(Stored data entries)
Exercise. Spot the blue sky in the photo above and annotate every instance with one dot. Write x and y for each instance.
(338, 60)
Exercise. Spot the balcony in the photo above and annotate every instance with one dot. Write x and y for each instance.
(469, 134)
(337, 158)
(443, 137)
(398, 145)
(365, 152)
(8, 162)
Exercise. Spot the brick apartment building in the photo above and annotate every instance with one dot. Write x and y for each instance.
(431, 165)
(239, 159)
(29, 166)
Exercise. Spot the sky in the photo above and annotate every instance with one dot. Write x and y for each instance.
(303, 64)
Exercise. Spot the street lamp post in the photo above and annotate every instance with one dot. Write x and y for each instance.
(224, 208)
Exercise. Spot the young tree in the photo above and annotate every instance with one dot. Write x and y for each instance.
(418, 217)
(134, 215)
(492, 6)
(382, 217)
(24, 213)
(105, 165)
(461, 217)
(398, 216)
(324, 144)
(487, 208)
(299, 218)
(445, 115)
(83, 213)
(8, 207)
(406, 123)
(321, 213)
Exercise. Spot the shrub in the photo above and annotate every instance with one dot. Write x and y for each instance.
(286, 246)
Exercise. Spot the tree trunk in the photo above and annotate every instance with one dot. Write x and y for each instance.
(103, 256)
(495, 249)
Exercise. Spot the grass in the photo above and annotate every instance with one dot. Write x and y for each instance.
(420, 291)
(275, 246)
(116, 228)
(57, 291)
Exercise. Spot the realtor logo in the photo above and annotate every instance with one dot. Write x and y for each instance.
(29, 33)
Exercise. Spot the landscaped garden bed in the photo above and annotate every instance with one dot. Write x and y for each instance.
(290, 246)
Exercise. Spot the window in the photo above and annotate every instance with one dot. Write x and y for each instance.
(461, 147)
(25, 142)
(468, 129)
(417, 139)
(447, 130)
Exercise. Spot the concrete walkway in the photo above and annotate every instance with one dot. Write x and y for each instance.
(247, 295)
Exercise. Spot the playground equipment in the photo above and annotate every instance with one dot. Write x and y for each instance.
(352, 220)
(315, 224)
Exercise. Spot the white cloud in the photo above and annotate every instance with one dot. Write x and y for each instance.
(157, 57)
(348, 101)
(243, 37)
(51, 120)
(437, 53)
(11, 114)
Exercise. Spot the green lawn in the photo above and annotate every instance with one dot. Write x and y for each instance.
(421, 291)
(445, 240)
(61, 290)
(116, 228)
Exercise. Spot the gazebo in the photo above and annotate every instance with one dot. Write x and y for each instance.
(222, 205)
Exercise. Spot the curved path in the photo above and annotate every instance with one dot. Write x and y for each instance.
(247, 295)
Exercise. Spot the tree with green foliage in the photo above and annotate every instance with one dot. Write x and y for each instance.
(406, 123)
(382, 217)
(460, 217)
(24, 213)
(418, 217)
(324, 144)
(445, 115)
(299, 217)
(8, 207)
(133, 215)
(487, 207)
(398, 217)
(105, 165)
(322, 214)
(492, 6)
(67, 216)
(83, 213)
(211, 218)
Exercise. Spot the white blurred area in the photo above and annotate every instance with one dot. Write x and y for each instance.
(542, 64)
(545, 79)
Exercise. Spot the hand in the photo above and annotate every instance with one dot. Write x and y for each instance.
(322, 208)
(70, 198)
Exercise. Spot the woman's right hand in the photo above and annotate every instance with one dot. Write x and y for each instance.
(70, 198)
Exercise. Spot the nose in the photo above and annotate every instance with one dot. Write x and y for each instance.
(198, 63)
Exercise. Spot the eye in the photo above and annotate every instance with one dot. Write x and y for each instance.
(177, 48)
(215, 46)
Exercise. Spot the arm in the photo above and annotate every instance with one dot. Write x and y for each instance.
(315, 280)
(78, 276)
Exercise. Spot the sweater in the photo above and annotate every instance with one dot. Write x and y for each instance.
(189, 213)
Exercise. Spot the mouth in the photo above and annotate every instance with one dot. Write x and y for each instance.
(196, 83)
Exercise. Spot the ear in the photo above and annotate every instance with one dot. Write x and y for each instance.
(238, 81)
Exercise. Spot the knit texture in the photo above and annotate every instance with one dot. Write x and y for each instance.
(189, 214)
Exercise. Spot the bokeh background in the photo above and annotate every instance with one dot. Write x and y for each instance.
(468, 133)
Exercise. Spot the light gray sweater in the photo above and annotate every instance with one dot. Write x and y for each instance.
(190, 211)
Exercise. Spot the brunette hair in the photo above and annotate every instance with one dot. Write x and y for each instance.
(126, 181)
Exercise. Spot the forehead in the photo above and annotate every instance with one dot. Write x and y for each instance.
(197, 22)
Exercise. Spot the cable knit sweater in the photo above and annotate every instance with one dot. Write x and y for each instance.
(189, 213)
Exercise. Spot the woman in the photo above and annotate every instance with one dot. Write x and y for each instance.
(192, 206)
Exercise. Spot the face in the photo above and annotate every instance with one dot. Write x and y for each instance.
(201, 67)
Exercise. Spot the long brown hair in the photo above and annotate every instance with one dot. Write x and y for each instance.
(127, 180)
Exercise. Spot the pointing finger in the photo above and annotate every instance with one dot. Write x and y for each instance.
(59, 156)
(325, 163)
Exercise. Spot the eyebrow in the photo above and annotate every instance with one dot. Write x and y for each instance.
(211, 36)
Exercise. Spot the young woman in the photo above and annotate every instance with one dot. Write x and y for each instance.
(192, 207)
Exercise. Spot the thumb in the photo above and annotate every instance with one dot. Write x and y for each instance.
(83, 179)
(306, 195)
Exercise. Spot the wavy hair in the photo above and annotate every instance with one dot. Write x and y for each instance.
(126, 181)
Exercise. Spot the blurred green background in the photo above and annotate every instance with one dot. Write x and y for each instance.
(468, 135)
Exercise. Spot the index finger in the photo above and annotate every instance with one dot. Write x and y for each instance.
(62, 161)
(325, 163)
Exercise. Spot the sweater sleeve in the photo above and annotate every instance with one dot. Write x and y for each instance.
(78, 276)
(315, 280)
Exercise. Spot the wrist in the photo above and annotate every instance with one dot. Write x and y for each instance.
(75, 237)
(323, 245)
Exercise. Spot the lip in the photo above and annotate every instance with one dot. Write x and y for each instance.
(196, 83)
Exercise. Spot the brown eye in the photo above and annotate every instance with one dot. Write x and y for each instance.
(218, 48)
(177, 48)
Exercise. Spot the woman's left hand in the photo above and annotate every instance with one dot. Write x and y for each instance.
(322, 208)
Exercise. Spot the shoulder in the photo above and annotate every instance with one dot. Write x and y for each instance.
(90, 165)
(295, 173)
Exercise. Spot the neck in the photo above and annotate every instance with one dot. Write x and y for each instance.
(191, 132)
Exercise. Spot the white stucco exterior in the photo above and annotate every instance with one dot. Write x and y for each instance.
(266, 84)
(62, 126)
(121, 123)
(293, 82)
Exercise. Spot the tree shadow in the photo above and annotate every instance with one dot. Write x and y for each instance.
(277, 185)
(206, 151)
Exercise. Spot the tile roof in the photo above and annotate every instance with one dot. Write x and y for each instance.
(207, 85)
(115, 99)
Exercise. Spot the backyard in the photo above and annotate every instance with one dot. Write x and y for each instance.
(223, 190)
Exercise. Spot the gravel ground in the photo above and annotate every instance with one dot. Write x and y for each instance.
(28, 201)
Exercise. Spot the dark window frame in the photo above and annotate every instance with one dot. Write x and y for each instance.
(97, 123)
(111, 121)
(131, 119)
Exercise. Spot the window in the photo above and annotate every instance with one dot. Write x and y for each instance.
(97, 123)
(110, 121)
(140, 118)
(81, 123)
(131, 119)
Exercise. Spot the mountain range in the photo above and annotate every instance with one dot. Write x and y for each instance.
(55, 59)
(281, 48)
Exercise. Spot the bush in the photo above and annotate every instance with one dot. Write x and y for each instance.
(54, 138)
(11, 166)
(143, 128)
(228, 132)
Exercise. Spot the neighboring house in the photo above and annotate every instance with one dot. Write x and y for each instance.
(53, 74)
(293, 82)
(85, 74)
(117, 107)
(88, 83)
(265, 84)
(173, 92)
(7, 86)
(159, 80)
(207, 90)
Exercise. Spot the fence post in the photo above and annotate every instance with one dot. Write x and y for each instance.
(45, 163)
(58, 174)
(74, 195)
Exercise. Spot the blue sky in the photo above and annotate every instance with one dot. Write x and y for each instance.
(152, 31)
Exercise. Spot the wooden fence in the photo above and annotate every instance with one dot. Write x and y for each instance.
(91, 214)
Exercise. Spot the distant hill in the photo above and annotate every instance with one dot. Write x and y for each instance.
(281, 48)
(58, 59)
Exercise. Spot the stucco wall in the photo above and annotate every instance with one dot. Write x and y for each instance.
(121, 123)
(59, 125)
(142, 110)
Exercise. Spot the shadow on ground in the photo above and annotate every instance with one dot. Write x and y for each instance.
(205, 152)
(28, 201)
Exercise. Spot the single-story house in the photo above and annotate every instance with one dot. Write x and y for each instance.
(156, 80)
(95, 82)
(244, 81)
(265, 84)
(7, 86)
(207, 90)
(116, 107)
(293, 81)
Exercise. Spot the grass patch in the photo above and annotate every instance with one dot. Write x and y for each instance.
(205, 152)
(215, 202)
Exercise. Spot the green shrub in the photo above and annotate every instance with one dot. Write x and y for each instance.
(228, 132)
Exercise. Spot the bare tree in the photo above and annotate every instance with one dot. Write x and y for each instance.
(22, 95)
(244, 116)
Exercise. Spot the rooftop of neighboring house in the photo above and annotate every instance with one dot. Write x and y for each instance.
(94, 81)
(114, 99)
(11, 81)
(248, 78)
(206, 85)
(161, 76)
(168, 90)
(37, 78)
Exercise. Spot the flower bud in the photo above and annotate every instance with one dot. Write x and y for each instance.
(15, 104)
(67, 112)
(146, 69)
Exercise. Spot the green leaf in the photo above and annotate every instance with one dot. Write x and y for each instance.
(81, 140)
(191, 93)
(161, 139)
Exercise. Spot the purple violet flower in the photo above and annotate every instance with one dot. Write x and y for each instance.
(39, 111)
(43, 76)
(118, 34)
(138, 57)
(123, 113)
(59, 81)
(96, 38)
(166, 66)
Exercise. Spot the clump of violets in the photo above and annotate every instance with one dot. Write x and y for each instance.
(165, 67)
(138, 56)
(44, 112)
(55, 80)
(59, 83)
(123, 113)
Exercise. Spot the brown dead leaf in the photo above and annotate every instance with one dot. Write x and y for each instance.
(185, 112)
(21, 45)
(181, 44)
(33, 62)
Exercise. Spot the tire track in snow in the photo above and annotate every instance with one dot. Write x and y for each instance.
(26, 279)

* Task directions: Exactly the lines from the one with "Exercise. Spot the tire" through the final line of the entries are to be returned, both ends included.

* Output for this task:
Exercise. Spot the tire track in snow in the photo above and annotate every instance with one dot. Write x and y for each instance.
(26, 279)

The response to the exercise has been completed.